Job 1:
Reproduce the dataset records below line for line, covering every record, and omit the pictures from your output.
Begin Article
I find that somewhat amusing. If you are interested in a certain investment direction, it is advisable to seek out sites where people with the most experience with that investment congregate. If that investment is gold then clearly you want to visit gold sites.
It doesn't help to visit a bicycle shop to learn about airplanes. Note that these goldbug sites have been much more accurate about gold's price action in the last 7 years than any other.

Since May, 2007, as importers have bid against each other for declining net oil exports, monthly average oil prices have increased at the rate of about 6% per month.

Relative to May, 2008, we were actually somewhat above the trend line in the first half of July. To stay on trend, we would need to average about $140 in July.

Federal Reserve chief Ben Bernanke also lent support to the U.S. unit, when he was asked after congressional testimony about the dollar and intervention.
"Our principle policy towards the dollar is to have a strong economy -- strong growth and price stability," the Fed chief said.
"My belief is that if we work effectively, the dollar's strength in medium term will reflect healthy underlying economy. Market intervention is a policy that has only been undertaken a few times. I think it is something that should be done only rarely, but there may be conditions when markets are disorderly where some temporary action may be justified." Bernanke said.
End Article
Begin Working data
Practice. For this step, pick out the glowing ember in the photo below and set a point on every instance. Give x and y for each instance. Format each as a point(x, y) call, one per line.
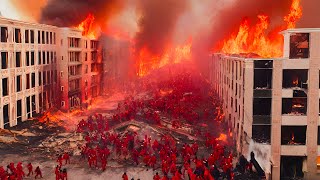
point(222, 137)
point(88, 28)
point(255, 39)
point(173, 55)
End Working data
Job 2:
According to the article, what does Bernanke say the Fed's principal policy toward the dollar is to have? List each item.

Finished answer 1:
Practice. For this step, pick out the glowing ember in the photo below and set a point on every instance. Give x and y for each instance. Format each as a point(x, y) call, one per line.
point(222, 137)
point(88, 28)
point(255, 39)
point(173, 55)

Finished answer 2:
- a strong economy
- strong growth
- price stability